TASK 1
Reproduce word for word the part of the RDF share access text from "Access to Shares" to "RDF User's Guide.".
TASK 2
Answer from the RDF share access text:
(a) What credentials are used for authentication on the SMB shares?
(b) What determines the read/write/modify permissions OIT grants on researchers' shares?
(c) What NFS version can the shares be provisioned as when SMB is not feasible?

DOCUMENT

Access to Shares (SMB/NFS)
The RDF-Isilon shares fully support authenticated SMB (CIFS) storage allocations
- Authentication using NetID/NetID password and Active Directory credentials
- OIT retains full administrative rights, to manage permissions on behalf of researchers
- OIT will grant read/write/modify permissions to researchers’ shares based on Active Directory group membership
SMB/CIFS is supported on Mac and PC platforms, with limited support available for Linux distributions
CRC strongly recommends against using SMB for the following applications:
⁃ Supporting Unix/Linux network infrastructure (i.e., shared home directories, shared applications)
⁃ Multi-user Unix/Linux systems
For detailed instructions on how to access RDF shares via SMB, please see the RDF User's Guide.
RDF-Isilon shares can be provisioned as NFS v3 shares on a case-by-case basis when SMB is not feasible due to client operating system limitations or application limitations.

DATA SHOWN
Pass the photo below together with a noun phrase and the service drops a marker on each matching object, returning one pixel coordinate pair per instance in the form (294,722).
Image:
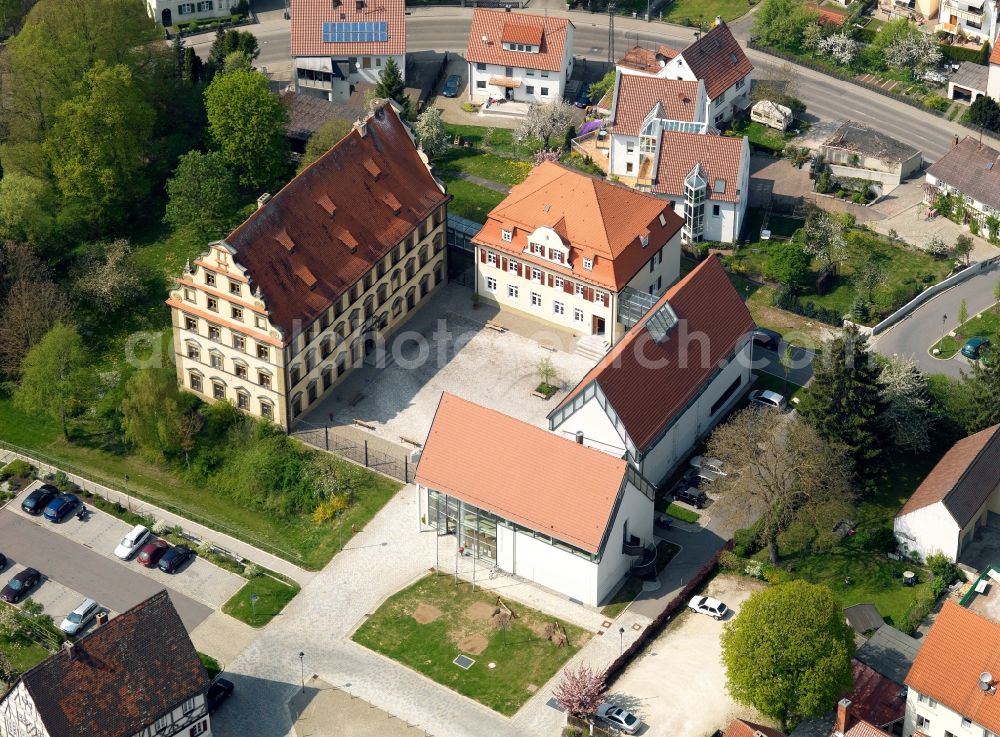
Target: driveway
(678,686)
(915,334)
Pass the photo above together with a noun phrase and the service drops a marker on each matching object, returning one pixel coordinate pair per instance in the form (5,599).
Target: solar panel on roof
(355,32)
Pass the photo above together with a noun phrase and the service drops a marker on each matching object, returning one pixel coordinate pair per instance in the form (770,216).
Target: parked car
(975,348)
(60,507)
(767,398)
(132,542)
(19,586)
(451,85)
(624,720)
(174,558)
(708,605)
(80,617)
(767,338)
(151,553)
(39,499)
(220,690)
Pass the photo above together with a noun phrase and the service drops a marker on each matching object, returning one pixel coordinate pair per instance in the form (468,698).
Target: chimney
(843,716)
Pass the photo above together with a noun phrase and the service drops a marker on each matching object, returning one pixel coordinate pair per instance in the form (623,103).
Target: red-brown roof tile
(963,479)
(308,17)
(595,218)
(520,472)
(491,25)
(121,677)
(636,95)
(300,257)
(718,59)
(719,157)
(648,383)
(960,646)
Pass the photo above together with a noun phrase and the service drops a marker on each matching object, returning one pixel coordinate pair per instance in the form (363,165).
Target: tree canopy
(788,652)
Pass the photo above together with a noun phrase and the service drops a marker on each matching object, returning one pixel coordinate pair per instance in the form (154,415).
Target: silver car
(80,617)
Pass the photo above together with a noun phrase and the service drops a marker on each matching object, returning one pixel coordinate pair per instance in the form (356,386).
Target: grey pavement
(915,334)
(60,559)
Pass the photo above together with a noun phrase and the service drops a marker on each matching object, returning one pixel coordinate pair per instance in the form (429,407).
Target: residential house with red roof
(337,44)
(953,682)
(952,504)
(518,56)
(530,503)
(273,316)
(669,380)
(577,251)
(662,141)
(137,675)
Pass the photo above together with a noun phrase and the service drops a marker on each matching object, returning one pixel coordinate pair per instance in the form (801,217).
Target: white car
(767,398)
(80,617)
(707,605)
(624,720)
(132,542)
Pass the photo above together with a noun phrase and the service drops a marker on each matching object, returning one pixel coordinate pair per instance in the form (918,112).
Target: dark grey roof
(890,652)
(121,677)
(861,139)
(863,618)
(973,169)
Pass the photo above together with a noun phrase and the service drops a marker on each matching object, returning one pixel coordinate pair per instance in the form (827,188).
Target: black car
(175,558)
(39,499)
(19,586)
(218,692)
(691,495)
(767,338)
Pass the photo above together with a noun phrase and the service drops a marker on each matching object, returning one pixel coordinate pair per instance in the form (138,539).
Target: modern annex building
(273,316)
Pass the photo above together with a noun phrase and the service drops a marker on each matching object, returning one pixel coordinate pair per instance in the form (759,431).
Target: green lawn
(985,325)
(272,595)
(458,620)
(297,539)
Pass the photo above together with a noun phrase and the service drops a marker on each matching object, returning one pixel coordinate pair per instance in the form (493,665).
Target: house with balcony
(683,364)
(533,504)
(337,44)
(518,56)
(273,316)
(661,141)
(952,686)
(138,675)
(578,252)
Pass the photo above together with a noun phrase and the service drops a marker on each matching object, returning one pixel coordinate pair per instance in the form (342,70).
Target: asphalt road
(107,581)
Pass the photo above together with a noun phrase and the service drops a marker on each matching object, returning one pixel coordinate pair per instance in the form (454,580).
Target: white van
(132,542)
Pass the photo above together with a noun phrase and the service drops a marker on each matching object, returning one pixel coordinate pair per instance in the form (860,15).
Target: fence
(398,467)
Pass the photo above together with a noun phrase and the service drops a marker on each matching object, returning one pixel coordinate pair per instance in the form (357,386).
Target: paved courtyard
(447,347)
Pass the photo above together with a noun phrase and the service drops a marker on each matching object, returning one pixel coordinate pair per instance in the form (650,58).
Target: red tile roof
(303,259)
(718,59)
(647,60)
(719,156)
(520,472)
(595,218)
(493,24)
(308,17)
(963,479)
(648,383)
(121,677)
(959,647)
(636,95)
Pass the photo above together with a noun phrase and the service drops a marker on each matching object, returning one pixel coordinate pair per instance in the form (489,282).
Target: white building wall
(927,530)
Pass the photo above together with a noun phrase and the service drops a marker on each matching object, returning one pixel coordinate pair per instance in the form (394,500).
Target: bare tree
(787,473)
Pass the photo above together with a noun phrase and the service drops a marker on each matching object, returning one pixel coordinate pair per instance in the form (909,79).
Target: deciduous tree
(788,652)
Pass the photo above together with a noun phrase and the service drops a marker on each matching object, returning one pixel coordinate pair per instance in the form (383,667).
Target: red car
(151,553)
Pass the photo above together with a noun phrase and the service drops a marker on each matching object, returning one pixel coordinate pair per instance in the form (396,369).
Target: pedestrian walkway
(218,539)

RESULT 1
Access to Shares (SMB/NFS)
The RDF-Isilon shares fully support authenticated SMB (CIFS) storage allocations
- Authentication using NetID/NetID password and Active Directory credentials
- OIT retains full administrative rights, to manage permissions on behalf of researchers
- OIT will grant read/write/modify permissions to researchers’ shares based on Active Directory group membership
SMB/CIFS is supported on Mac and PC platforms, with limited support available for Linux distributions
CRC strongly recommends against using SMB for the following applications:
⁃ Supporting Unix/Linux network infrastructure (i.e., shared home directories, shared applications)
⁃ Multi-user Unix/Linux systems
For detailed instructions on how to access RDF shares via SMB, please see the RDF User's Guide.

RESULT 2
(a) NetID/NetID password and Active Directory credentials.
(b) Active Directory group membership.
(c) NFS v3, on a case-by-case basis.